=== TASK BRIEF ===
Copy the data exactly, line for line.

=== DATA UNDER STUDY ===

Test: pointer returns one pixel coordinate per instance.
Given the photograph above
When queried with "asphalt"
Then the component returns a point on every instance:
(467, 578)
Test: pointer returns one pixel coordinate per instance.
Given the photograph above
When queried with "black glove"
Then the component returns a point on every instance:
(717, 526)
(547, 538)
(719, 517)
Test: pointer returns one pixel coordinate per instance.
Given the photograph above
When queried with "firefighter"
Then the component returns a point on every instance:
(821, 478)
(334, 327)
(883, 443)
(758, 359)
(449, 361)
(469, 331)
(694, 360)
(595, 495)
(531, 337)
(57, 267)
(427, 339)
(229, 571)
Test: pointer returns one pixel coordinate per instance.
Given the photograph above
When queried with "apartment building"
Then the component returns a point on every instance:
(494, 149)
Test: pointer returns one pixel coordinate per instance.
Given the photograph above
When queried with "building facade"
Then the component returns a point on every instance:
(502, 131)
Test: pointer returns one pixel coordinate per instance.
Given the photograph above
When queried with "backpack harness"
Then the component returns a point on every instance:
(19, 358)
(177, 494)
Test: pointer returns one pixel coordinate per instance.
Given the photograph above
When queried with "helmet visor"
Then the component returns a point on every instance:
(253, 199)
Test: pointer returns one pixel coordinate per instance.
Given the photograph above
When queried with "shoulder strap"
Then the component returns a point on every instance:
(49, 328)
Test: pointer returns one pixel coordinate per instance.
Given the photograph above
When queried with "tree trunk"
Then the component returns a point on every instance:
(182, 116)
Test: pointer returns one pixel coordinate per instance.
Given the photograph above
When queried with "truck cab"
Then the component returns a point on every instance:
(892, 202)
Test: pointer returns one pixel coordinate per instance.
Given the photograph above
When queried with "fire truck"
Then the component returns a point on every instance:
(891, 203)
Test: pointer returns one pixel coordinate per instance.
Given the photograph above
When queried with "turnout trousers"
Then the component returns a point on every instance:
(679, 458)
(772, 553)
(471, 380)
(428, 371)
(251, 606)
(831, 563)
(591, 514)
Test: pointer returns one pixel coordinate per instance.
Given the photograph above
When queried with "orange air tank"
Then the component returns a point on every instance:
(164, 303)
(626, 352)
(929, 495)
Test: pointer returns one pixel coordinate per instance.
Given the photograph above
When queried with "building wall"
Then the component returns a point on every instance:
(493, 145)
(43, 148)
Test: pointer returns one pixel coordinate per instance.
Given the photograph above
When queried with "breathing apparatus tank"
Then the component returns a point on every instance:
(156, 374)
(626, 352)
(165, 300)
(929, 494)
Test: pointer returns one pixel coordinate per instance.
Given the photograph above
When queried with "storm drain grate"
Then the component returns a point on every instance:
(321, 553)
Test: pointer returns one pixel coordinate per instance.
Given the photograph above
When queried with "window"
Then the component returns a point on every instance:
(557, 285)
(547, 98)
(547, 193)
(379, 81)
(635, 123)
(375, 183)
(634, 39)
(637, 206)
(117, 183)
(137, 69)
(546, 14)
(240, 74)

=== EXERCISE RESPONSE ===
Test: pointer returns one pixel coordinate per instance.
Given the photograph above
When queried with "asphalt"
Then the component returns a point on every instance:
(467, 578)
Test: pointer returns one pixel coordinate per instance.
Given the photograph above
When queried with "black glove"
Then the component returns a point on every instance:
(717, 526)
(547, 538)
(719, 517)
Test: pointer returns one pixel coordinate per instance.
Given the photograph above
When queried with "firefighter"
Then the component returns a point on every instance:
(821, 478)
(334, 327)
(883, 443)
(758, 359)
(449, 361)
(469, 331)
(694, 360)
(595, 495)
(531, 337)
(57, 267)
(427, 339)
(229, 571)
Test: pointer returns one pixel coordinate per instance.
Given the photograph above
When queried with "apartment building"
Then the component returns a point on every instance:
(494, 149)
Test: pointer returns one pixel coordinate per instance.
Given the photograph above
When queried with "building facade"
Then the component returns a point on every instance:
(502, 131)
Test: pointer returns one pixel coordinate per instance.
Given the photograph above
When queried with "backpack harness"
Then the component returns a point on every instance:
(19, 358)
(177, 494)
Test: pointer returns one pixel coordinate per instance.
Given the photograph above
When queried with "helmet visor"
Then the component returns a point on every instance:
(253, 199)
Test: pointer returns one pixel coordinate per instance.
Given the photograph above
When queried with "shoulder strap"
Then the component returns a point on every instance:
(49, 328)
Test: pointer returns one pixel coordinate per instance.
Given the photograph above
When queried with "tree trunk"
Then the component returns a point on every instance:
(182, 116)
Test: pointer returns one pixel coordinate per instance.
Given the photograph above
When queried with "truck cab"
Then the component returns a point on every instance:
(892, 202)
Test: pointer returns one pixel coordinate per instance.
Given the photograph above
When queried with "fire truck"
Then the component returns a point on every instance:
(891, 203)
Test: pointer returns one pixel coordinate per instance.
Given the photograph above
When queried with "turnout trousers"
Then the component returns a point on every instance:
(679, 458)
(772, 553)
(471, 380)
(428, 371)
(251, 606)
(831, 563)
(591, 514)
Test: pointer returns one pixel coordinate per instance.
Given the photograph above
When queried with "orange air tank"
Then the component returns a point on every instance:
(164, 303)
(626, 352)
(929, 495)
Test: pointer returns one pixel coordinate per instance.
Given the photograph above
When queried with "building wall"
Then the component returns a point on every instance:
(493, 145)
(43, 148)
Test: pointer returns one pixel coordinate per instance.
Given the photograph above
When queried with "breathing apparatus tank"
Then the component returns a point on every instance:
(156, 374)
(626, 352)
(165, 300)
(929, 494)
Test: pointer returns one pixel coordinate per instance.
Given the photograph above
When queried with "storm drain grate"
Then the component returns a point on every instance:
(321, 553)
Test: pointer returns one pixel coordinate per instance.
Given the photograph above
When queried with "window"
Then the component returns a point on every instance:
(557, 285)
(547, 98)
(547, 193)
(379, 81)
(635, 123)
(375, 183)
(634, 39)
(637, 206)
(117, 183)
(137, 69)
(546, 14)
(240, 74)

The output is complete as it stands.